TASK DIRECTIONS >>
Change the records below by swapping "flower cluster" for "seed head", keeping every other part the same.

MATERIAL TO PROCESS >>
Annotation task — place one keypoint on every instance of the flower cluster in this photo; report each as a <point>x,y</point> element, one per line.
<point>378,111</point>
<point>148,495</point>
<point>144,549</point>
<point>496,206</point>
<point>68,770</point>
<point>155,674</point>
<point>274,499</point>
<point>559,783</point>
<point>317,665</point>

RESPONSE >>
Annotation task — place one keypoint on every instance of the seed head in this photo; report each as a <point>x,y</point> element, one per line.
<point>378,111</point>
<point>148,495</point>
<point>144,549</point>
<point>496,206</point>
<point>68,770</point>
<point>155,674</point>
<point>274,499</point>
<point>559,783</point>
<point>317,665</point>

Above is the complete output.